» **WHAT YOU HAVE TO DO**
In the review of Oak Park Festival Theatre's production of The Tempest, who is credited with the set design?

» **GIVEN TEXT**

Choosing The Tempest as their first show to break the enforced theatrical silence of the past 16 months makes a lot of sense for Oak Park Festival Theatre. Shakespeare’s late romance celebrates the “rough magic” of finding redemption, love, and freedom after storms both literal and metaphorical have knocked the characters on their asses. We can relate, certainly.
But at least since Jonathan Miller’s acclaimed staging for Britain’s now-defunct Mermaid Theatre in 1970, there has been a tendency to see Prospero’s island as a metaphor for colonial exploitation. Banished from his own kingdom by the perfidy of a sibling, Prospero turns into a brooding tyrant to the “mooncalf” son of a witch, Caliban, whose mother previously controlled the land, and Ariel the sprite, who longs for freedom and hopes that doing just one more task for Prospero will bring it. Even his beloved daughter Miranda doesn’t always seem capable of breaking through the carapace of Prospero’s resentments. And even regaining his “rightful” place in the social pecking order by play’s end doesn’t seem to give him much satisfaction.
Barbara Zahora’s staging for OPFT offers what appears to be at first more an environmental parable than a commentary on white supremacy and imperialism. In her opening-night preshow comments, Zahora referenced the world of the play as inspired by the Great Pacific Garbage Patch–that enormous floating mass of plastic and debris in the north Pacific. Ryan Fox’s set design, with its piles of boxes and plastic bags, backed by a rusted-out shipping container, certainly suggests a junkyard more than a tropical paradise.
But that’s inevitably offset by the offstage world of Austin Gardens, a verdant oasis in the middle of downtown Oak Park that OPFT has called home for decades. The remarkably pleasant temperatures and mosquito-dissuading breezes opening night stood in contrast to Prospero’s rough-hewn island of misfit toys.
It’s here where he summons the title storm (which also could fit with the implied climate-change sub-theme) to bring ashore his treacherous sister Antonia (Jeannie Affelder, handling the gender-reversed role with icy aplomb), Alonsa, the queen of Naples (Noelle Klyce, bringing mournful maternal warmth to another role originally envisioned as a man), and the latter’s son, Ferdinand (Austyn Williamson), who woos and wins Prospero’s forthright-if-flummoxed daughter, Miranda (Deanalis Resto). There’s also loyal Gonzalo (Belinda Bremner), who managed to slip Prospero’s book of spells to him before his banishment.

» **RAW RECORDS**
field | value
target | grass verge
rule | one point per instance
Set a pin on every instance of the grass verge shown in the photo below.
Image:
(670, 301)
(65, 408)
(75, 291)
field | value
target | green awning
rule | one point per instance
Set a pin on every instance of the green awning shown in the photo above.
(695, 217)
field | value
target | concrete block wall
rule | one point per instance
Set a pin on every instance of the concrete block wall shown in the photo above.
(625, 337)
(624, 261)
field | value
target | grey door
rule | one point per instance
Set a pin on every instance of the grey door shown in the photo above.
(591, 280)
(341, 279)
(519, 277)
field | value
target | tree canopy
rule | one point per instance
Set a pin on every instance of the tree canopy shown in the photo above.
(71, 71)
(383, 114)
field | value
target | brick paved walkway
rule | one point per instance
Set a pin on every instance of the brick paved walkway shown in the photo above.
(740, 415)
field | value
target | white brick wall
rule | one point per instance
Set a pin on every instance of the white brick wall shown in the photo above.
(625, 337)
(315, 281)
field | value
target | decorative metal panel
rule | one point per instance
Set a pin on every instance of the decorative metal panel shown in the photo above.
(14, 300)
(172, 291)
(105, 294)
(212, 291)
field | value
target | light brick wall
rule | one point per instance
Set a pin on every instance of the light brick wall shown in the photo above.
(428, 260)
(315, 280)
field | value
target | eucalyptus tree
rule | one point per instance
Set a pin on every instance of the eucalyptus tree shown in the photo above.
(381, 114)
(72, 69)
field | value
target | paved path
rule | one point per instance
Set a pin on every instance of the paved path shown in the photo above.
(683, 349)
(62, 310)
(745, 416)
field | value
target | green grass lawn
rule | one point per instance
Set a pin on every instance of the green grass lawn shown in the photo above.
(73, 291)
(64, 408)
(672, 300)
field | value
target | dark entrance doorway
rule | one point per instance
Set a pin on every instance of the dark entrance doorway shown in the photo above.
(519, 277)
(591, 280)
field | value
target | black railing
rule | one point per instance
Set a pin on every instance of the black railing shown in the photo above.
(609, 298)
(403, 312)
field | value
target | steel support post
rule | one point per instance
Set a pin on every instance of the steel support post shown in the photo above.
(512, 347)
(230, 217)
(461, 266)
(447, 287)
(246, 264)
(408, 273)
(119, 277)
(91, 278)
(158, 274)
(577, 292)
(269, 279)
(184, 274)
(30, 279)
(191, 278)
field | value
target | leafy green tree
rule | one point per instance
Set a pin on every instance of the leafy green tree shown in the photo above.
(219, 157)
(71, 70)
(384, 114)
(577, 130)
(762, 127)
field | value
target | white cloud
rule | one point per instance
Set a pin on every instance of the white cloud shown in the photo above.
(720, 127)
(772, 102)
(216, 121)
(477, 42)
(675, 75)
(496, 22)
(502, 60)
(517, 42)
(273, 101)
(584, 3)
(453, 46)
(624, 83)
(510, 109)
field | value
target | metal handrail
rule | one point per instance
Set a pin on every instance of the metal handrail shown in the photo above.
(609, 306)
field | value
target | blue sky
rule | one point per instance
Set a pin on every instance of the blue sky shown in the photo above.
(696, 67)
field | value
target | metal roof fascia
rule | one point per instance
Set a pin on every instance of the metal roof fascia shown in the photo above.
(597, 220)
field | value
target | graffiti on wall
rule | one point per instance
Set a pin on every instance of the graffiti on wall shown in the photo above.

» **EXPECTED ANSWER**
Ryan Fox designed the set.